### Records shown ###
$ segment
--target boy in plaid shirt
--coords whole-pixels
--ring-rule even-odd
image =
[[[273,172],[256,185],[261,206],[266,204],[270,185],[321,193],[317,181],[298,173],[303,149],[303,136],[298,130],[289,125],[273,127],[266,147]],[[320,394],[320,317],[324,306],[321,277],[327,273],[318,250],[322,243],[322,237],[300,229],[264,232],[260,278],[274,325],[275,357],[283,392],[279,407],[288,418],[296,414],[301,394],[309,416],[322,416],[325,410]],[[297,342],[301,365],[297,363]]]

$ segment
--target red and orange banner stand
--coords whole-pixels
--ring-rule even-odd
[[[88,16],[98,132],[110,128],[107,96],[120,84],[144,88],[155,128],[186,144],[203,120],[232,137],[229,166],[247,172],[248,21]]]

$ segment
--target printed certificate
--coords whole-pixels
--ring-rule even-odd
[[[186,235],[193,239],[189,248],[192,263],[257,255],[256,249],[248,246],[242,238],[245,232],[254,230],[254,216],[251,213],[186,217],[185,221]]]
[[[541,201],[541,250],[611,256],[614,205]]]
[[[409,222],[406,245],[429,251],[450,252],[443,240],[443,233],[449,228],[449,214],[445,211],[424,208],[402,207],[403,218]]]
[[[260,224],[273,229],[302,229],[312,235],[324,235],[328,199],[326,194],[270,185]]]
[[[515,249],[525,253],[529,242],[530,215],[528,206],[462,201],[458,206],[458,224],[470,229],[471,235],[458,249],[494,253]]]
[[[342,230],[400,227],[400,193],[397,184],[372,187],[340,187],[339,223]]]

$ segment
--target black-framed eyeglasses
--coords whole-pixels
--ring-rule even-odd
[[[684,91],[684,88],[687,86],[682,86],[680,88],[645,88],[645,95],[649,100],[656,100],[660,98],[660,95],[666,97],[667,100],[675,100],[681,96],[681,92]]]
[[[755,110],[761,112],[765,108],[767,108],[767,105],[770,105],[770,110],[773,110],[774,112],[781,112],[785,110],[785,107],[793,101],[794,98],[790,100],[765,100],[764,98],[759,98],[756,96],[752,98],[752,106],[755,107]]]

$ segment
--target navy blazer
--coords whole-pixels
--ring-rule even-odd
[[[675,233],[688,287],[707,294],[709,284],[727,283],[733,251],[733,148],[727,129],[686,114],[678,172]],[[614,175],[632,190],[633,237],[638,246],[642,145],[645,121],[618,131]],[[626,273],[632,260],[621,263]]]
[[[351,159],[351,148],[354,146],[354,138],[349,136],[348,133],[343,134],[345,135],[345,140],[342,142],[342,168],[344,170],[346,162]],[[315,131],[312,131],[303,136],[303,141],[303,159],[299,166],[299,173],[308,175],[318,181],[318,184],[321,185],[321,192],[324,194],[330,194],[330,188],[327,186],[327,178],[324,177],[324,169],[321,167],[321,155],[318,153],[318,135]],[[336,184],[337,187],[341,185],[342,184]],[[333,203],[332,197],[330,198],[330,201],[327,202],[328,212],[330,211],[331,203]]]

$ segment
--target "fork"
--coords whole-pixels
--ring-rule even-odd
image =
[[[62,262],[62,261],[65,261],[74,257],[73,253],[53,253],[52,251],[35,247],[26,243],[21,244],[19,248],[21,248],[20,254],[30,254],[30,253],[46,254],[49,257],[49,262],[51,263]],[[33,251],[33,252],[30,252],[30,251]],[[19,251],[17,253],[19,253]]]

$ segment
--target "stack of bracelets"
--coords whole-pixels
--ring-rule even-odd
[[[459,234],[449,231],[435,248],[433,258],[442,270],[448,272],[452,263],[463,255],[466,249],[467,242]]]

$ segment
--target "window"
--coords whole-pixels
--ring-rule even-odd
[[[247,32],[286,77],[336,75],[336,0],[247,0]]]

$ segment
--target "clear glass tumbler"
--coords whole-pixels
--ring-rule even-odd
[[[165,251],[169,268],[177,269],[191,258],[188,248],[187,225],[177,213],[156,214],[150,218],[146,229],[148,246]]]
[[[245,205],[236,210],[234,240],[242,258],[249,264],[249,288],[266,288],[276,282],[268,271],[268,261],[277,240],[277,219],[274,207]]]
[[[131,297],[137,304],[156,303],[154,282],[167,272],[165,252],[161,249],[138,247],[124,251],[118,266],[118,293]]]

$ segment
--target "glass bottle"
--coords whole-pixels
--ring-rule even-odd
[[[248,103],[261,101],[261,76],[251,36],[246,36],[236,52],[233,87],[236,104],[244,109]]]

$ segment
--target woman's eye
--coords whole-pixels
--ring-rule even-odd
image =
###
About this exercise: Print the records above exactly. Omit nothing.

Exercise answer:
$ segment
--target boy in plaid shirt
--coords whole-pixels
--ring-rule even-odd
image =
[[[273,172],[256,185],[261,206],[266,204],[270,185],[321,193],[317,181],[298,173],[303,149],[303,136],[298,130],[289,125],[273,127],[266,147]],[[320,394],[320,317],[324,306],[321,277],[327,273],[318,250],[322,243],[322,237],[300,229],[264,232],[260,278],[274,325],[275,357],[283,392],[279,407],[288,418],[296,414],[301,394],[309,416],[322,416],[325,410]],[[297,342],[301,365],[297,363]]]

$ segment
--target red and orange banner stand
--coords whole-pixels
--ring-rule even-odd
[[[88,16],[98,132],[110,128],[107,96],[120,84],[144,88],[155,128],[186,144],[203,120],[232,137],[229,166],[247,172],[248,21]]]

$ segment
--target printed certificate
--coords whole-pixels
--ring-rule even-odd
[[[186,235],[193,239],[189,248],[192,263],[257,255],[256,249],[248,246],[242,238],[245,232],[254,230],[254,216],[251,213],[186,217],[185,221]]]
[[[541,201],[541,250],[611,256],[614,205]]]
[[[409,222],[406,245],[429,251],[450,252],[443,240],[443,233],[449,228],[449,214],[445,211],[424,208],[402,207],[403,218]]]
[[[260,224],[273,229],[302,229],[312,235],[324,235],[328,199],[326,194],[270,185]]]
[[[515,249],[525,253],[529,242],[530,215],[528,206],[462,201],[458,206],[458,224],[470,229],[471,235],[458,249],[494,253]]]
[[[342,230],[400,227],[400,193],[397,184],[372,187],[340,187],[339,223]]]

$ segment
--target black-framed eyeglasses
--coords whole-pixels
--ring-rule even-odd
[[[684,91],[684,88],[687,86],[682,86],[680,88],[645,88],[645,95],[649,100],[656,100],[660,98],[660,95],[666,97],[667,100],[675,100],[681,96],[681,92]]]
[[[755,110],[761,112],[765,108],[767,108],[767,105],[770,105],[770,110],[773,110],[774,112],[781,112],[785,110],[785,107],[793,101],[794,98],[790,100],[765,100],[764,98],[759,98],[756,96],[752,98],[752,106],[755,107]]]

$ segment
--target navy blazer
--coords whole-pixels
--ring-rule even-odd
[[[675,233],[688,287],[707,294],[709,284],[727,283],[733,251],[733,148],[727,129],[686,114],[678,172]],[[614,175],[632,190],[633,237],[638,246],[642,145],[645,121],[618,131]],[[626,273],[632,260],[621,263]]]
[[[351,159],[351,148],[354,146],[354,138],[349,136],[348,133],[343,134],[345,135],[345,140],[342,142],[342,168],[344,170],[346,162]],[[315,131],[312,131],[303,136],[303,141],[303,159],[299,166],[299,173],[308,175],[318,181],[318,184],[321,185],[321,192],[324,194],[330,194],[330,188],[327,186],[327,178],[324,177],[324,169],[321,167],[321,155],[318,153],[318,135]],[[336,184],[337,187],[341,185],[342,184]],[[333,203],[332,197],[330,198],[330,201],[327,202],[328,212],[330,211],[331,203]]]

$ segment
--target "fork"
--coords whole-pixels
--ring-rule even-odd
image =
[[[62,262],[62,261],[65,261],[74,257],[73,253],[53,253],[52,251],[35,247],[26,243],[21,244],[19,248],[21,248],[20,254],[30,254],[30,253],[46,254],[49,257],[49,262],[51,263]],[[33,251],[33,252],[30,252],[30,251]],[[19,251],[17,253],[19,253]]]

$ segment
--target "stack of bracelets"
--coords whole-pixels
--ring-rule even-odd
[[[459,234],[449,231],[435,248],[433,258],[442,270],[448,272],[452,263],[463,255],[466,249],[467,242]]]

$ segment
--target "window"
--coords whole-pixels
--ring-rule even-odd
[[[247,32],[286,77],[336,75],[336,0],[247,0]]]

$ segment
--target "clear glass tumbler"
--coords whole-pixels
--ring-rule even-odd
[[[165,251],[169,268],[177,269],[191,258],[188,248],[187,225],[177,213],[156,214],[150,218],[146,229],[148,246]]]
[[[245,205],[236,210],[234,240],[242,258],[249,264],[249,288],[266,288],[276,282],[268,271],[268,261],[277,240],[277,219],[274,207]]]
[[[131,297],[137,304],[156,303],[154,282],[167,272],[165,252],[161,249],[138,247],[124,251],[118,266],[118,293]]]

$ segment
--target "glass bottle"
--coords whole-pixels
--ring-rule even-odd
[[[248,103],[261,101],[261,76],[251,36],[246,36],[236,52],[233,87],[236,104],[244,109]]]

$ segment
--target woman's eye
--coords whole-pixels
--ring-rule even-odd
image =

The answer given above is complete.